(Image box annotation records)

§ §

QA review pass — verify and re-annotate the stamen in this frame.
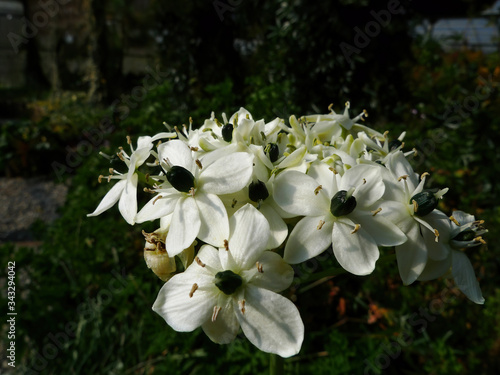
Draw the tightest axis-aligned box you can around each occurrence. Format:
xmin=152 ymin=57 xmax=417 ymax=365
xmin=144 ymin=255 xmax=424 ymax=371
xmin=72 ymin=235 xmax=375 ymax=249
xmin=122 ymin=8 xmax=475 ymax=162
xmin=316 ymin=220 xmax=325 ymax=230
xmin=351 ymin=224 xmax=361 ymax=234
xmin=255 ymin=262 xmax=264 ymax=273
xmin=238 ymin=299 xmax=246 ymax=314
xmin=474 ymin=236 xmax=486 ymax=245
xmin=194 ymin=257 xmax=206 ymax=267
xmin=212 ymin=306 xmax=222 ymax=323
xmin=412 ymin=199 xmax=418 ymax=212
xmin=189 ymin=283 xmax=198 ymax=298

§ §

Transcribe the records above exactly as they appear, leaving out any pictures.

*Exercise solution:*
QA review pass — verify and re-annotate the stamen in this frame.
Draw the tightest axis-aligned box you can around each occurrence. Format:
xmin=152 ymin=57 xmax=417 ymax=365
xmin=144 ymin=255 xmax=424 ymax=371
xmin=72 ymin=235 xmax=375 ymax=249
xmin=122 ymin=8 xmax=475 ymax=162
xmin=316 ymin=220 xmax=325 ymax=230
xmin=351 ymin=224 xmax=361 ymax=234
xmin=255 ymin=262 xmax=264 ymax=273
xmin=238 ymin=299 xmax=246 ymax=314
xmin=474 ymin=236 xmax=486 ymax=245
xmin=194 ymin=257 xmax=206 ymax=267
xmin=212 ymin=306 xmax=222 ymax=323
xmin=412 ymin=199 xmax=418 ymax=212
xmin=189 ymin=283 xmax=198 ymax=298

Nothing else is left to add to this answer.